Yapılacak işler
1 > Alıntılanan metne göre gelişmekte olan ülkeler, kendilerine belirlenmiş sınırlar dahilindeki finansman ihtiyaçlarını nasıl karşılıyor?
2 > Lütfen alıntılanan metni kaldığı yerden sürdürün.

Alıntılanan metin
ABD’NİN DÜŞÜ UĞRUNA

Hem Arap toprakları,Balkanlar,Kafkaslarda hem de Anadolu piyasalarında büyük yoğunlukta sermaye hareketlerinin rekabette  istikrarı ve güvencesinin temininde,Osmanlı Devletinin  uyguladığı  çok kültürlülük politikası esin kaynağı oluyor. - washington 1212917 640

ABD’NİN  DÜŞÜ  UĞRUNA
Bilgi ve iletişimde gelişmeler, ticaretin gelişmesi,yatırımların artması  ülkeler arasındaki sınırları kaldırıyor ve karşılıklı bağımlılıkları arttırıyor.

Gelişmekte olan ülkeler alt yapı ya da  özel yatırımlarının gerekli finansman ihtiyaçlarını kendilerine belirlenmiş sınırlar dahilinde Yanki,Samuray ve Euro piyasalarından borçlanarak karşılamaktadır,belirli sınır üzerindeki ihtiyaçlar ise yüksek kâr amacı güden kısa vadeli sermaye hareketlerine cazibe oluşturmakla sağlanıyor.
*

Hem Arap toprakları,Balkanlar,Kafkaslarda hem de Anadolu piyasalarında büyük yoğunlukta sermaye hareketlerinin rekabette  istikrarı ve güvencesinin temininde,Osmanlı Devletinin  uyguladığı  çok kültürlülük politikası esin kaynağı oluyor.

Osmanlının başarısında İslam dininin diğer dinlere zorlayıcı olmayan,millet sistemini din üzerinden yapması algısı ile  küresel sermaye hareketlerinin karşılıklı bağımlılıkları oluşturma karakteri almaşığından -bugün, yapay milliyetçi politikalarla oluşturulmuş İslam coğrafyasında çok kültürlülük hızla zemin buluyor.
*

Yıllardır ABD desteğiyle Gülen cemaati  tebliğle,davetle ve birçok okul,hastane, vakıflar vasıtasıyla toplumsal ve ekonomik faaliyetlerde  zenginleşmiştir  ve insanları
Allah’ın birliğine inanmaları yalnız Allah’a ibadet ederek tüm yaşamda Allah’ın hükmünden başka hüküm tanımamaları söylemiyle islamı siyasallaştırmış bulunuyor.
Atatürk’ün dünyaya nesnel bakışı güncelleştiren,dine karşı olmak yerine ondan bağımsız olmayı öneren Ulusal ve Lâik Cumhuriyet Devrimi zihniyetinin içine işlediği Türk Yargısı,CHP,TSK, tüm kurum- kuruluşlar ile sermayenin yapısı tümden dönüştürülmüş;yeni manzaraya uygun bir anayasa   Türk halkına rağmen alesta beklemektedir!

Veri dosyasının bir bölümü
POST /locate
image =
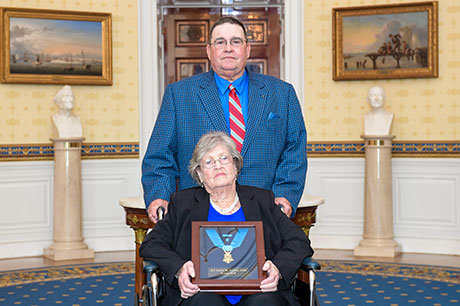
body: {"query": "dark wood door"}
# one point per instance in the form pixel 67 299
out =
pixel 186 33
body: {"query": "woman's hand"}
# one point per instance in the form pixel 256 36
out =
pixel 187 289
pixel 270 284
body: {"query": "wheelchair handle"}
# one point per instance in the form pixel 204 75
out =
pixel 160 212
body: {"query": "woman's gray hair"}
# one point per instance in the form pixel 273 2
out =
pixel 208 142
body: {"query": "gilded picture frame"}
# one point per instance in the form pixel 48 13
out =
pixel 191 33
pixel 385 41
pixel 188 67
pixel 55 47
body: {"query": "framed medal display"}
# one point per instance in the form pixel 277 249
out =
pixel 228 256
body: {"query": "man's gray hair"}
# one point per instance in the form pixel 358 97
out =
pixel 208 142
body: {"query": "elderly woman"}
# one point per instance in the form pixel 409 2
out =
pixel 215 166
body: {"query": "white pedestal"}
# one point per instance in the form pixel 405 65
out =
pixel 378 203
pixel 67 227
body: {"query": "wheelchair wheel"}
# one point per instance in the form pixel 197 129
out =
pixel 136 300
pixel 146 296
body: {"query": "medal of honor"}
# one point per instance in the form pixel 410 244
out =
pixel 227 257
pixel 227 248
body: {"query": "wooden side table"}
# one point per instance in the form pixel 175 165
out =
pixel 137 219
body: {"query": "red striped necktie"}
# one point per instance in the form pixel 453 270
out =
pixel 237 129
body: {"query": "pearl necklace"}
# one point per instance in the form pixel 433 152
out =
pixel 225 211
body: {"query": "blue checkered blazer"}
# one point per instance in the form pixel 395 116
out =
pixel 274 148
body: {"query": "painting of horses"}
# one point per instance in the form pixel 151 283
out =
pixel 385 42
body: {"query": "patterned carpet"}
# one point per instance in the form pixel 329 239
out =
pixel 338 283
pixel 364 283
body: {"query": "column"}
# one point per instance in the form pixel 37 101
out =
pixel 67 221
pixel 378 199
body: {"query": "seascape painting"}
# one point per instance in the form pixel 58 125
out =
pixel 386 41
pixel 53 46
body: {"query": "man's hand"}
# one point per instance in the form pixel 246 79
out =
pixel 153 209
pixel 187 289
pixel 287 206
pixel 270 284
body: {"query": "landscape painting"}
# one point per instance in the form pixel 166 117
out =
pixel 386 42
pixel 42 47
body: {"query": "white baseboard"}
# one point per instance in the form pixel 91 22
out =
pixel 26 221
pixel 426 203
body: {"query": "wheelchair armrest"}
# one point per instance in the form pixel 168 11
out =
pixel 150 267
pixel 310 264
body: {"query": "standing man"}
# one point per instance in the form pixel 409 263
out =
pixel 261 113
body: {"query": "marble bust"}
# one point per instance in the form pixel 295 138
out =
pixel 66 124
pixel 378 121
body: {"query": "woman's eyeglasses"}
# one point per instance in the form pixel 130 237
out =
pixel 210 162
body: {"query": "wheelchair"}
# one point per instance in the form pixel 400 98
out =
pixel 303 285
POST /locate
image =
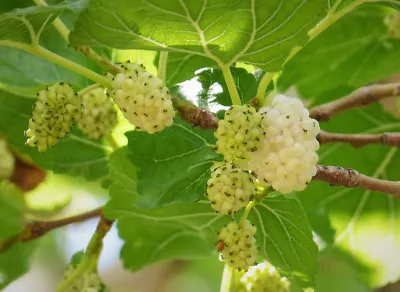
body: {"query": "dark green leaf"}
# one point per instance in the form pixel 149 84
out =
pixel 74 154
pixel 15 262
pixel 353 52
pixel 258 32
pixel 27 23
pixel 284 238
pixel 11 210
pixel 173 164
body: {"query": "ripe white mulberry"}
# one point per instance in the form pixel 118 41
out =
pixel 230 188
pixel 287 159
pixel 54 114
pixel 264 278
pixel 88 282
pixel 99 116
pixel 239 248
pixel 7 161
pixel 142 98
pixel 239 133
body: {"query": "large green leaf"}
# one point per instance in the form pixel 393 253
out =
pixel 173 165
pixel 74 154
pixel 189 230
pixel 11 210
pixel 258 32
pixel 366 223
pixel 284 238
pixel 15 262
pixel 353 52
pixel 23 72
pixel 181 66
pixel 123 189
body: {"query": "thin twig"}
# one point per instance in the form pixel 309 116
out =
pixel 361 97
pixel 194 115
pixel 350 178
pixel 37 229
pixel 360 140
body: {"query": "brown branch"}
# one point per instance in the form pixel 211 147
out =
pixel 194 115
pixel 91 54
pixel 361 97
pixel 37 229
pixel 360 140
pixel 339 176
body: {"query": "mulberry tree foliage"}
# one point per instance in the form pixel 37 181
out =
pixel 198 119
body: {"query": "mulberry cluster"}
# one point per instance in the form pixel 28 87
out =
pixel 142 98
pixel 88 282
pixel 264 278
pixel 7 160
pixel 230 188
pixel 55 112
pixel 239 133
pixel 99 116
pixel 287 159
pixel 239 248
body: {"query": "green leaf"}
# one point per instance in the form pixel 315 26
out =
pixel 123 189
pixel 74 154
pixel 11 210
pixel 257 32
pixel 181 66
pixel 284 238
pixel 173 164
pixel 338 272
pixel 25 24
pixel 246 84
pixel 365 222
pixel 179 231
pixel 353 52
pixel 15 262
pixel 344 3
pixel 189 230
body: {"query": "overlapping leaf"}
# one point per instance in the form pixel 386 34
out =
pixel 353 52
pixel 173 165
pixel 74 154
pixel 11 210
pixel 15 262
pixel 259 32
pixel 366 223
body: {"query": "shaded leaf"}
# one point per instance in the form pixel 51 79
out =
pixel 74 154
pixel 284 238
pixel 258 32
pixel 173 165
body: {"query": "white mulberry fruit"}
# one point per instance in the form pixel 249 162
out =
pixel 143 98
pixel 99 116
pixel 238 245
pixel 287 159
pixel 54 114
pixel 239 133
pixel 88 282
pixel 7 161
pixel 230 188
pixel 264 278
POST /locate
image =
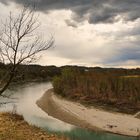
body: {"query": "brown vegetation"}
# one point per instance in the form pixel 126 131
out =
pixel 13 127
pixel 114 87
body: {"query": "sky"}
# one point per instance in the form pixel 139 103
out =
pixel 93 33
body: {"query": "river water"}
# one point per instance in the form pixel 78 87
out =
pixel 26 96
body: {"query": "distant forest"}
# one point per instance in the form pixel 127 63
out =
pixel 116 88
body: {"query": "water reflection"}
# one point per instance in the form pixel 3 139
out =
pixel 25 98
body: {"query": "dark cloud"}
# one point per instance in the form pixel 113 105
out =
pixel 95 11
pixel 71 23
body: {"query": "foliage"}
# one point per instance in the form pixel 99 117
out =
pixel 117 87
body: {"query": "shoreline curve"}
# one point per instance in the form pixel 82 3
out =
pixel 89 118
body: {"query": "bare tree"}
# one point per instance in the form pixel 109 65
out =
pixel 20 43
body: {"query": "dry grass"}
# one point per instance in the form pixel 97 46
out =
pixel 13 127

Görev sonuçları
1 > Yanki, Samuray ve Euro piyasalarından borçlanarak karşılıyorlar.

2 >
*
Yıllardır  Amerikan  CIA  ve İsrail’in  MOSSAD’ ı tarafından çekip çevrilen,İsrail’in politik çıkarları nedeniyle ülkelerinde yasaklı İslami kimliğin  kendiliğinden temsilcisi Müslüman Kardeşler örgütü de tebliğle,davetle ve bir çok okul,hastane, vakıflar vasıtasıyla toplumsal ve ekonomik  faaliyetlerde zenginleşmiş-şimdi,halk ayaklanmalarının ardından Arap toplumlarında yasallaşıp,islamı siyasallaştırmaya yelken açmış bulunuyor.
*
Tam bu noktada AKP liderliğinde din’in bağ oluşturma ve ortak duyarlılıkları yaratma hassasıyla büyüyen Türkiye ekonomisi ve refahının  giderek Arap  İslam ülkelerinin demokrasi ve ekonomik reformlarına  sunduğu fırsatlarla tıpkı Osmanlı Devletinin çok kültürlülüğü yeniden canlandırılıyor ve  topyekün  toplumsal davranışların ve sosyal düzenin değişimi hedeflenerek,büyük yoğunlukta sermaye hareketlerinin istikrarı ve güvencesinin temin edilmesi isteniyor.

 

*

Şimdilerde Libya ve Suriye’nin rejimleri reform ya da özgürlükle ilgisi olmayan, kaos ve silahlı eylemlerle  rejimi tehdit eden çağdışı ve dış bağlantılı ,islamcı ve komplocu birikimin  kalkışmasıyla kritik bir süreçten geçiyor

Mesela islam ülkeleri içinde özgün karakteriyle  ABD,İsrail ve müttefiklerinin korkulu rüyası İran’ı Doğu Akdeniz’e açan o nedenle rejiminin değiştirilmesi halinde İran’ın köşesinde sıkışacağı kurgusunun amili  Suriye;  islamcı ve komplocu muhaliflerinin isyanına karşı  rejimini savunuyor, bir çok konuda  reformlar vaadediyor fakat savunması insanlığa karşı cinayet işlemekle suçlanıyor!
*

Ne ki küresel rekabet işlemektedir- üstelik, ABD ve AB’nin yalnızca Arap İslam toplumlarındaki  pahalı hedefleri dahi zaten bozuk olan ekonomilerinde  sorunları daha da  arttırıyor.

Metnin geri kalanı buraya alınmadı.